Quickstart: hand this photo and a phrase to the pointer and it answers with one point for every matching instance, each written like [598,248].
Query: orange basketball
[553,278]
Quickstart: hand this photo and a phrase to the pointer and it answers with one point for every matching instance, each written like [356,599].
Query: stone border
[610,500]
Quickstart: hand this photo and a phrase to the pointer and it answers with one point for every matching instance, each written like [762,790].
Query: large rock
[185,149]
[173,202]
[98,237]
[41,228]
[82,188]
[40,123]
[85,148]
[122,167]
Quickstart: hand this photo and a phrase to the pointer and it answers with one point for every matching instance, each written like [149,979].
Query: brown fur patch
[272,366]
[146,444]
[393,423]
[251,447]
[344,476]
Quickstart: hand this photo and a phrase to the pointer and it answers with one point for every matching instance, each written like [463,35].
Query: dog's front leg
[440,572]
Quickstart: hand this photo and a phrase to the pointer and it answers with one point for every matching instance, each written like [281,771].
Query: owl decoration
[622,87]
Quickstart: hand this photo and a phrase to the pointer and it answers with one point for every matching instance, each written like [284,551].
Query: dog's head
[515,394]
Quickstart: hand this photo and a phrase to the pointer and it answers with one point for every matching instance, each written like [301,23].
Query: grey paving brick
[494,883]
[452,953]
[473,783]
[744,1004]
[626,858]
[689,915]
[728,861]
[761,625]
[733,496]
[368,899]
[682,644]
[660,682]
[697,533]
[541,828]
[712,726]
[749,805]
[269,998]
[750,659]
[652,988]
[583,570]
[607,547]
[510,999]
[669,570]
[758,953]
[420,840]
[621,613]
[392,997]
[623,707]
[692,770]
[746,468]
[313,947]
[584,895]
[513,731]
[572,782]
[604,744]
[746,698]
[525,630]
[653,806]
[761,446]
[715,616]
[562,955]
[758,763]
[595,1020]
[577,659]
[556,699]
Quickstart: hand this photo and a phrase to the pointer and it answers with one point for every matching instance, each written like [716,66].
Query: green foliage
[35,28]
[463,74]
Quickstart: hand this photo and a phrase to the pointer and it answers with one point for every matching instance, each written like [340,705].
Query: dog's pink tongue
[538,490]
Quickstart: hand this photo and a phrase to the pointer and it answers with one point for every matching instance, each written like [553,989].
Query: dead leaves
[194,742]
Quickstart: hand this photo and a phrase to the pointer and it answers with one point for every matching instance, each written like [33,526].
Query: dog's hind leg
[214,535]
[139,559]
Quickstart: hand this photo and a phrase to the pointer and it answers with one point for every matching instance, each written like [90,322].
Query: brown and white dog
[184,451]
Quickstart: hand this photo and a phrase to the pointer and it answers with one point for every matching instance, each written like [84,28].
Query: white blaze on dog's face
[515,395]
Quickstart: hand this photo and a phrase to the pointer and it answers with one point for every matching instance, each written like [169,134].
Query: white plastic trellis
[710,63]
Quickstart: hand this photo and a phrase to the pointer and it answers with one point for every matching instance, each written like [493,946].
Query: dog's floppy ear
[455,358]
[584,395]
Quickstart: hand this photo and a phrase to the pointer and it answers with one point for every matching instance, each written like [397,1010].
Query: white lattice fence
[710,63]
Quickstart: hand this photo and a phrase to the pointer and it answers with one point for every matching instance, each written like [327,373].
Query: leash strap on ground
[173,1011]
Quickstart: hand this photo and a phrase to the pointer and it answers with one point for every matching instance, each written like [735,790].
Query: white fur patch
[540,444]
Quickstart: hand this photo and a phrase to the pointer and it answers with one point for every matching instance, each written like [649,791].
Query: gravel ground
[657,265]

-*-

→ **TO BE DONE**: Extract each record, keeping it identical to the original.

→ **EXPECTED OUTPUT**:
Quickstart: hand this photo and a phrase to the pointer and it answers with one point for every matching instance, each written like [598,248].
Query: orange basketball
[553,278]
Quickstart: hand this photo and a phrase to the pointer and it answers with one point for every matching instance, each written like [356,599].
Query: stone border
[610,500]
Quickstart: hand this photo and a phrase to the pointer and it answers with one point for every matching instance, each written like [762,790].
Query: large rock
[185,149]
[173,202]
[98,237]
[41,228]
[82,188]
[40,123]
[85,148]
[122,167]
Quickstart: hand this photo and a phrase to the pointer and it answers with one point for every matching instance, each written like [149,979].
Query: brown fur patch
[272,366]
[146,444]
[393,423]
[251,447]
[344,476]
Quickstart: hand this photo and a phrase to the pointer and it answers with one point for every matching instance, each written like [463,35].
Query: dog's front leg
[440,572]
Quickstart: hand this photo and a phrase to the pointer and it answers with one point for every matching instance, each written like [281,771].
Query: owl decoration
[622,87]
Quickstart: hand this photo and a phrase to the pointer and it answers with one point for every matching instance, each written like [284,551].
Query: dog's head
[515,394]
Quickstart: hand this photo and a phrase to the pointer and it answers with one point for every matching instance, each written like [301,23].
Query: grey paving brick
[494,883]
[452,953]
[473,783]
[744,1004]
[626,858]
[689,915]
[728,861]
[761,625]
[733,496]
[368,899]
[682,644]
[660,682]
[697,533]
[541,828]
[712,726]
[749,805]
[269,998]
[750,659]
[652,988]
[583,570]
[607,547]
[510,999]
[669,570]
[758,953]
[420,840]
[621,613]
[392,997]
[623,707]
[692,770]
[746,468]
[313,947]
[584,895]
[513,731]
[572,782]
[604,744]
[746,698]
[525,630]
[653,806]
[761,446]
[715,616]
[562,955]
[758,763]
[595,1020]
[577,659]
[556,699]
Quickstart: hand this photo and a phrase to the pointer and it answers with one point for every matching instance, each written like [716,66].
Query: green foliage
[35,28]
[463,74]
Quickstart: hand this photo and a phrase to the pointer and it answers with one point for every matching instance, each written like [340,705].
Query: dog's pink tongue
[538,490]
Quickstart: hand this photo and a phrase to the pointer and it answers with one point for every matching instance, each written like [553,989].
Query: dead leaves
[194,742]
Quickstart: hand this photo and a phrase to the pointer and it answers with one point for every matching instance, each written like [33,526].
Query: dog's hind leg
[214,535]
[139,559]
Quickstart: hand this photo and a phrase to the pointer and it answers with one point for every matching instance, each written like [90,322].
Query: brown and white dog
[184,451]
Quickstart: hand this photo and a phrase to the pointer and it answers with one point for every matching instance, each written like [84,28].
Query: white blaze on dog's face
[515,395]
Quickstart: hand this photo and a phrase to the pointer and it answers with one point for every matching instance, each written like [169,134].
Query: white plastic trellis
[710,63]
Quickstart: hand this photo and a phrase to the pointer and it answers with one point for every matching instance, each written like [493,946].
Query: dog's floppy ear
[455,358]
[584,395]
Quickstart: hand this photo and a phrase to the pointer and it answers with one point for every matching instance, each written like [397,1010].
Query: white lattice fence
[710,63]
Quickstart: hand this photo and a phrase to the pointer and it answers with one point for every matching instance, each written like [327,373].
Query: leash strap on ground
[173,1011]
Quickstart: hand this photo and a phrase to the pointer and it answers with one point for every matching instance, each written like [735,790].
Query: white fur patch
[540,444]
Quickstart: hand this photo and a phrase to the pointer and it answers with one point for every matching instance, each written like [649,791].
Query: gravel ground
[657,265]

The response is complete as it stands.